### Problem details
An exact, picture-free copy of the listing is required.

====== Task input ======

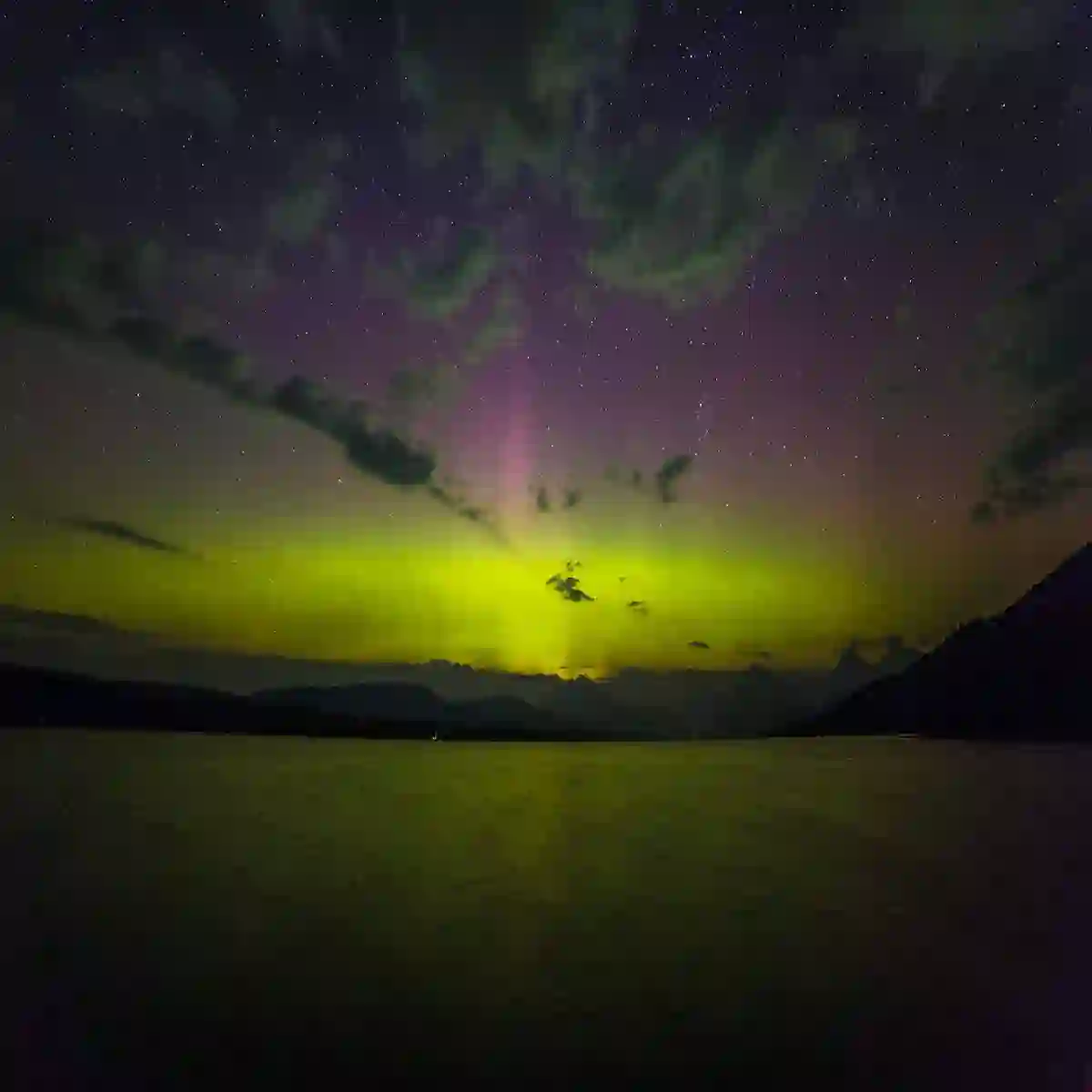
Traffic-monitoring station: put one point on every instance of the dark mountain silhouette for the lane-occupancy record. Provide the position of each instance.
(1025, 674)
(34, 697)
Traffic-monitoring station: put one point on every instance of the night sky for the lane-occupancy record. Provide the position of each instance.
(339, 337)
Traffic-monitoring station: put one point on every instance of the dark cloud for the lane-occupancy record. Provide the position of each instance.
(683, 225)
(568, 587)
(754, 653)
(376, 452)
(436, 382)
(463, 509)
(296, 216)
(442, 278)
(172, 79)
(945, 35)
(53, 622)
(501, 328)
(1041, 341)
(669, 474)
(118, 532)
(74, 287)
(516, 83)
(195, 356)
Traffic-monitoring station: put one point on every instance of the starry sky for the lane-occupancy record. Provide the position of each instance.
(561, 339)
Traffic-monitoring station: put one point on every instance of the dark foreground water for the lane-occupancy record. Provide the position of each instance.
(824, 915)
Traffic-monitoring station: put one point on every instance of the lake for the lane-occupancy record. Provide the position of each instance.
(867, 913)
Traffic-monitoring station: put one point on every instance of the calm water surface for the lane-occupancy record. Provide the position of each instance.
(874, 915)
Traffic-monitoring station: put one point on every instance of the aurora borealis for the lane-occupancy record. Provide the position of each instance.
(551, 255)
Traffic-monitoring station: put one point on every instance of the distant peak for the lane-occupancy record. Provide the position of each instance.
(1067, 589)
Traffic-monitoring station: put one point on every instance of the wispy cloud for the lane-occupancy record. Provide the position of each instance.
(119, 532)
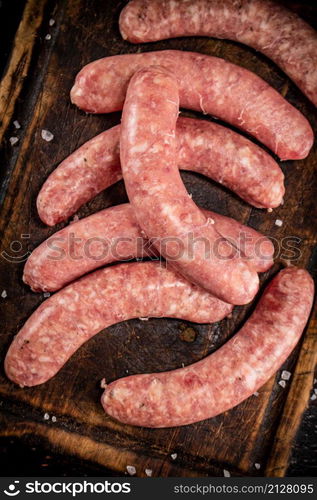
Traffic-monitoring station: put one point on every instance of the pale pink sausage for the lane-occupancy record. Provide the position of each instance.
(78, 312)
(227, 377)
(113, 234)
(208, 84)
(262, 24)
(162, 206)
(203, 147)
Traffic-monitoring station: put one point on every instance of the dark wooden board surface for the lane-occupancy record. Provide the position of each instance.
(261, 429)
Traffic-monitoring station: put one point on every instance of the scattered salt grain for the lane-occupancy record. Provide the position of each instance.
(74, 219)
(13, 140)
(286, 375)
(131, 470)
(47, 135)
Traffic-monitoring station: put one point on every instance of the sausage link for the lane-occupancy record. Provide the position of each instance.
(208, 84)
(113, 234)
(227, 377)
(262, 24)
(163, 208)
(75, 314)
(203, 147)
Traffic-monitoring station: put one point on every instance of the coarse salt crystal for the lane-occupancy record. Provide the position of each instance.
(279, 222)
(286, 375)
(131, 470)
(47, 135)
(13, 140)
(74, 219)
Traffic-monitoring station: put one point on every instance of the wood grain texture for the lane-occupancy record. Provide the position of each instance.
(261, 429)
(13, 80)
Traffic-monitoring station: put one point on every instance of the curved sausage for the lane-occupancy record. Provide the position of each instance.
(162, 206)
(227, 377)
(203, 147)
(264, 25)
(78, 312)
(208, 84)
(113, 234)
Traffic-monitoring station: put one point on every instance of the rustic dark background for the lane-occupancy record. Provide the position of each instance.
(33, 456)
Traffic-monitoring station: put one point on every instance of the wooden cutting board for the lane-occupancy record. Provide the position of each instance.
(35, 91)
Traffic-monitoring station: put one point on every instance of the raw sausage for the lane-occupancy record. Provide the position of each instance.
(113, 234)
(228, 376)
(162, 206)
(203, 147)
(75, 314)
(270, 28)
(208, 84)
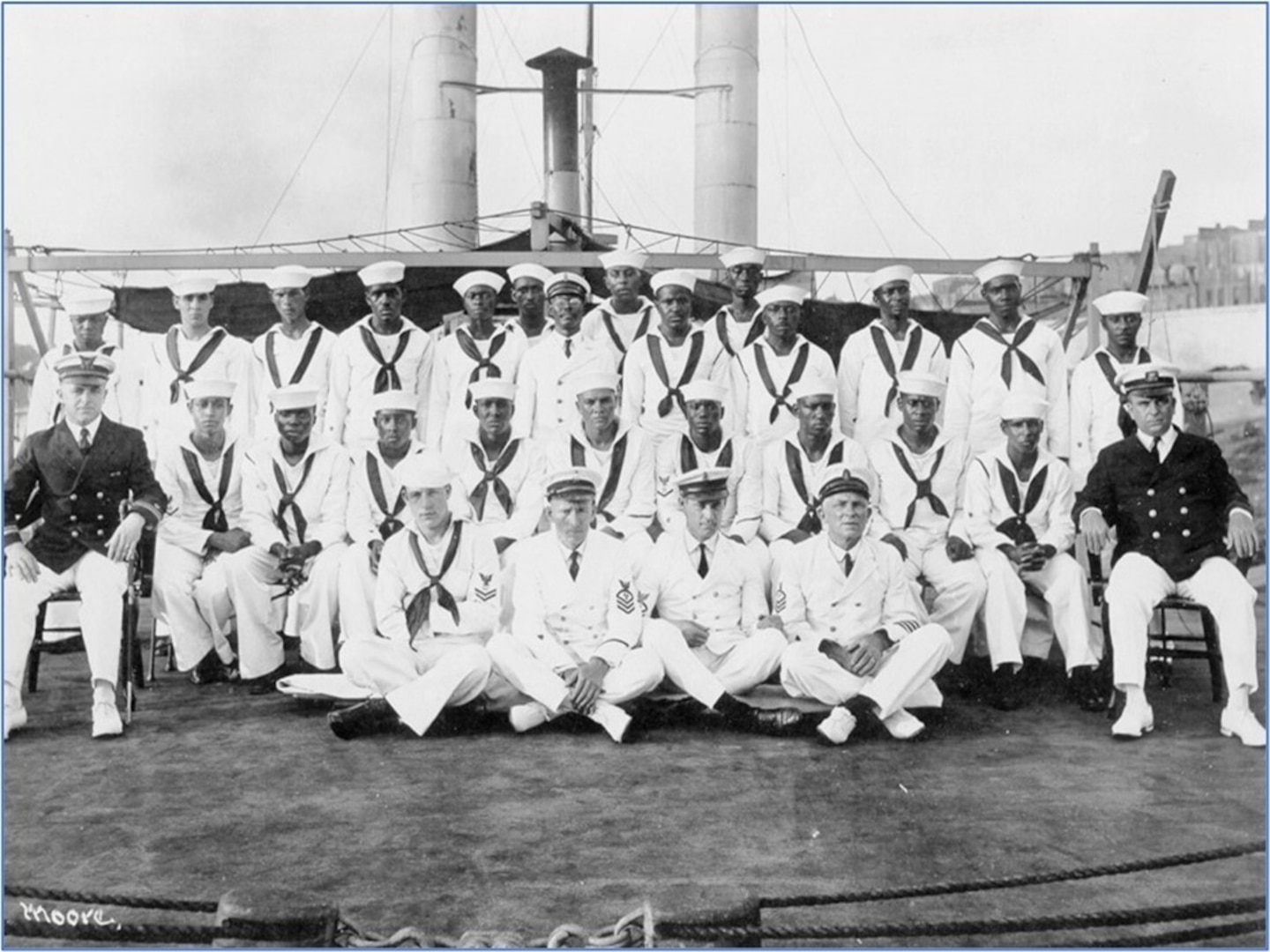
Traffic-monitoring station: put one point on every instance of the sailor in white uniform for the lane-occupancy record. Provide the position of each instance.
(436, 605)
(764, 374)
(295, 496)
(859, 641)
(376, 508)
(626, 315)
(88, 311)
(294, 352)
(669, 357)
(381, 352)
(713, 631)
(574, 639)
(1019, 513)
(202, 478)
(921, 484)
(1005, 352)
(545, 383)
(190, 351)
(874, 355)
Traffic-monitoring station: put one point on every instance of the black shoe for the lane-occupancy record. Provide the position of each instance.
(1006, 689)
(374, 716)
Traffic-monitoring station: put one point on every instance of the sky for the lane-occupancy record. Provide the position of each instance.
(1001, 129)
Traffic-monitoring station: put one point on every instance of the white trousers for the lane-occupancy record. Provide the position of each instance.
(422, 680)
(1137, 584)
(192, 597)
(903, 680)
(1065, 588)
(514, 660)
(253, 580)
(101, 584)
(706, 674)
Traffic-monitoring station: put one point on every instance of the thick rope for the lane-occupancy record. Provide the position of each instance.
(736, 934)
(938, 889)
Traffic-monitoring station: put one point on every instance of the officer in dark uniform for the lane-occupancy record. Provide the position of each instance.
(75, 476)
(1177, 513)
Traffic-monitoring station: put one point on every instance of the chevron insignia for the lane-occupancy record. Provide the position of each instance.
(625, 598)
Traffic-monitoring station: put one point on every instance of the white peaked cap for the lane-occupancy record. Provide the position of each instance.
(528, 271)
(676, 277)
(1000, 268)
(288, 276)
(1020, 405)
(475, 279)
(1122, 302)
(205, 389)
(624, 259)
(193, 285)
(86, 302)
(383, 273)
(782, 292)
(743, 256)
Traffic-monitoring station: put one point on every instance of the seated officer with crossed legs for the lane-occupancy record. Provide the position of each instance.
(79, 472)
(1179, 514)
(1018, 508)
(859, 641)
(375, 508)
(202, 478)
(436, 605)
(574, 643)
(713, 631)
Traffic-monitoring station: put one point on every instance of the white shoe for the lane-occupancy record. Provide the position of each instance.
(14, 718)
(612, 718)
(526, 718)
(837, 726)
(1136, 721)
(902, 725)
(1244, 726)
(106, 720)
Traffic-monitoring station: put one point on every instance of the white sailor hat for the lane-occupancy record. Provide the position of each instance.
(813, 386)
(743, 256)
(601, 380)
(426, 470)
(492, 389)
(288, 276)
(566, 283)
(920, 383)
(841, 479)
(1122, 302)
(673, 277)
(624, 259)
(86, 302)
(1140, 377)
(576, 480)
(193, 285)
(478, 279)
(294, 397)
(709, 481)
(383, 273)
(534, 271)
(704, 390)
(1021, 405)
(84, 365)
(394, 401)
(889, 274)
(796, 294)
(1000, 268)
(210, 390)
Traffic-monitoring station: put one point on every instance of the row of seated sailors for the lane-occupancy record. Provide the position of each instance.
(657, 358)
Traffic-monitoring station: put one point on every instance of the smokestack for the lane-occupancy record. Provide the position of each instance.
(444, 130)
(560, 129)
(725, 201)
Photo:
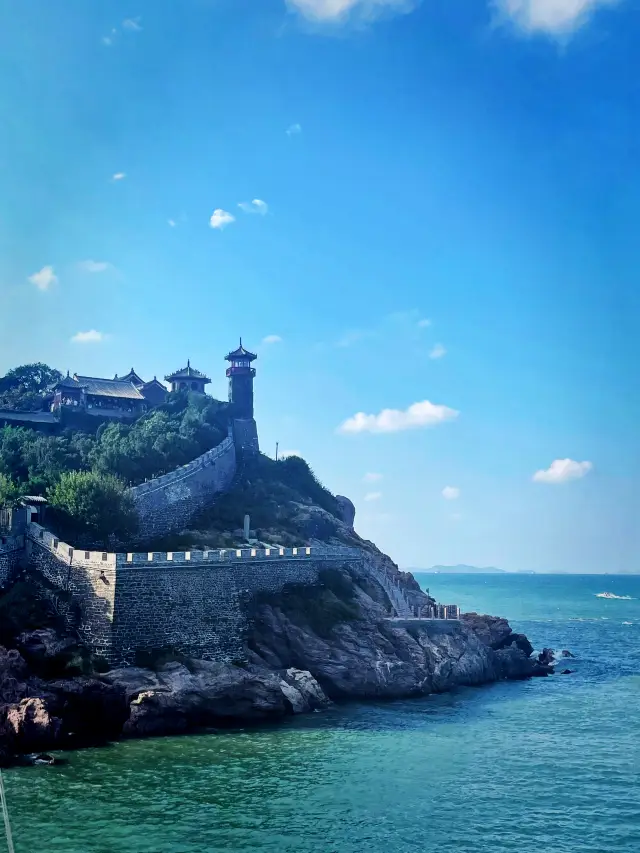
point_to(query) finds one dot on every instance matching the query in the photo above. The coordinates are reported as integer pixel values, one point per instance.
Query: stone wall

======

### Task output
Traffic-monitoring station: put one point on every instance of the dark mountain silhouette for the lane-occupancy record. Provide the position of each instance.
(1025, 674)
(34, 697)
Traffic-monitoring station: put one point on every instance of the night sky for the lane-occupancy record. Provide the position of each instance.
(339, 337)
Traffic-monitoring station: put one point on every instance of the dark cloud for the lane-occupancy record. Provide the position of each instance.
(683, 225)
(568, 587)
(754, 653)
(376, 452)
(436, 382)
(463, 509)
(296, 216)
(442, 278)
(172, 79)
(945, 35)
(53, 622)
(501, 328)
(1041, 341)
(669, 474)
(118, 532)
(74, 287)
(516, 83)
(195, 356)
Traffic-monitoring station: put one point on every instance of the starry sky for the lane-occupancy record. Provide the position of each instance.
(561, 339)
Traffic-monitoring station: put one point on every instance of the dark foreground water for the lane-occupancy record. Provide the position of each instance.
(824, 915)
Traffic-monitoring station: put one point on every instance of the lake for the lane-occupancy record. Provide the position of each instance.
(867, 913)
Traffic-monitoring station: put one point on every instance of the calm water surface for the lane-occupancy record. Provide the position of each instance.
(874, 915)
Traffic-monitoring station: put one point on every instance of the aurora borealis for the lane-occupancy record. Provide the position of each instance.
(551, 255)
Traffic-monitoring station: put one point on every instance of the distant peak for the lane-occupancy record. Provide the position of each instance.
(1067, 589)
Traffic-monitoring station: put one point on every instance of the wispy cloud for the lane-occupancy record. Provide the position of each instance.
(119, 532)
Traffic-monitoring station: put one point on every instance of the pale pink sausage for the lane-occupancy record. Provide the position of each instance.
(78, 312)
(227, 377)
(113, 234)
(208, 84)
(262, 24)
(162, 206)
(203, 147)
Traffic-monitoring station: put one point on every instance of the dark wooden board surface for the lane-occupancy record. Provide the position of each instance.
(261, 429)
Traffic-monitoring station: put one point on every instance of the scattered salt grain for the lane-occupancy record. Provide the position of each instance.
(74, 219)
(13, 140)
(286, 375)
(131, 470)
(47, 135)
Traffic-monitoring station: put one point on every instance of the sausage link for the lane-occupancy record. Provide the position of each instance.
(208, 84)
(113, 234)
(227, 377)
(262, 24)
(163, 208)
(75, 314)
(203, 147)
Traffic-monitoring station: put one point on every instance of the coarse salt crystal for the lane-occupancy record. Provide the position of each instance.
(279, 222)
(286, 375)
(131, 470)
(47, 135)
(13, 140)
(74, 219)
Traffic-monitoring station: put one point on every instance of the wood grain texture for the lane-occupancy record. Provide the position of each instance.
(261, 429)
(13, 80)
Traffic-monitoring station: put one point on every instance of the curved sausage for the lane-occupancy record. Provide the position of each instance.
(162, 206)
(227, 377)
(203, 147)
(264, 25)
(78, 312)
(208, 84)
(113, 234)
Traffic-monitoring station: put one point on every instance of the rustic dark background for the lane-occupancy record. Provide the position of each instance.
(33, 456)
Traffic-monitoring station: put one point on every instance of the wooden cutting board for the lane-occupancy record. Provide the position of each instance.
(35, 91)
Traffic-monitoring station: put one point on every instance of the raw sausage for the lane-occupancy record. Provide the position of each instance.
(113, 234)
(228, 376)
(162, 206)
(203, 147)
(75, 314)
(270, 28)
(208, 84)
Traffic-monitoring station: put one point on every instance of the sailor in white uniform for the lane-occupancy record. Provide the position of each instance.
(436, 605)
(764, 374)
(295, 496)
(859, 641)
(376, 508)
(626, 315)
(88, 311)
(294, 352)
(669, 357)
(381, 352)
(713, 631)
(574, 639)
(1019, 513)
(202, 478)
(921, 484)
(1005, 352)
(545, 383)
(190, 351)
(874, 355)
Traffic-monitoring station: put one point on every instance of the black shoe for the lane-occupancy record. Provide the position of each instance.
(1006, 689)
(374, 716)
Traffic-monitoring station: put one point on every instance of the sky for the lane-occupancy record. Provide the position of each instance.
(1001, 129)
Traffic-monitoring station: put one point on every instance of the white trousers for the lane-occupancy record. Provide the position of each instance.
(422, 680)
(1137, 584)
(192, 597)
(903, 680)
(1065, 588)
(514, 660)
(253, 580)
(101, 584)
(706, 674)
Traffic-monitoring station: put one point on every instance of the thick rope for the lane-occupancy record. Provide the position of each instance.
(736, 934)
(938, 889)
Traffic-monitoring station: put one point on every instance of the officer in dark uniform for the lane-occupancy record. Provide the position of each instance.
(75, 476)
(1177, 513)
Traffic-monitoring station: put one point on every instance of the chevron insignia for the lane-occupancy record. Provide the position of each instance.
(625, 598)
Traffic-monitoring station: put one point on every instance of the white peaked cap for the lane-occupancy record. Provide the position of each instance.
(528, 271)
(676, 277)
(1000, 268)
(288, 276)
(1020, 405)
(475, 279)
(1122, 302)
(205, 389)
(624, 259)
(193, 285)
(86, 302)
(383, 273)
(782, 292)
(743, 256)
Traffic-monitoring station: put one point on every instance of the seated officer with crossed legs for the lane-occupancy record. Provide the position of each instance.
(79, 472)
(1179, 514)
(1018, 508)
(859, 641)
(375, 508)
(202, 478)
(436, 605)
(574, 643)
(713, 631)
Traffic-monitoring station: put one point on every instance of the white shoe for the lane-occupancy record. Provide the position of each instance.
(14, 718)
(612, 718)
(526, 718)
(837, 726)
(1136, 721)
(902, 725)
(1244, 726)
(106, 720)
Traffic-monitoring station: put one point on every instance of the white sailor hat for the lane-occupancy record. Provide the position of each instance.
(813, 386)
(743, 256)
(601, 380)
(426, 470)
(492, 389)
(288, 276)
(566, 283)
(920, 383)
(841, 479)
(1122, 302)
(673, 277)
(624, 259)
(86, 302)
(1140, 377)
(576, 480)
(193, 285)
(478, 279)
(294, 397)
(709, 481)
(383, 273)
(534, 271)
(704, 390)
(1021, 405)
(84, 365)
(394, 401)
(889, 274)
(796, 294)
(1000, 268)
(210, 390)
Traffic-monitoring station: put one point on every instance of the row of seated sailors for the lane-occupancy record. Provide the position of each instance.
(657, 358)
Traffic-monitoring station: put one point on every instance of the smokestack for the lane-occupancy record. Provide the position of each instance.
(444, 130)
(560, 129)
(725, 201)
Photo:
point_to(query) finds one dot on every instance matching the query in the photo above. The coordinates are reported as integer pixel values, one point per instance.
Query: stone wall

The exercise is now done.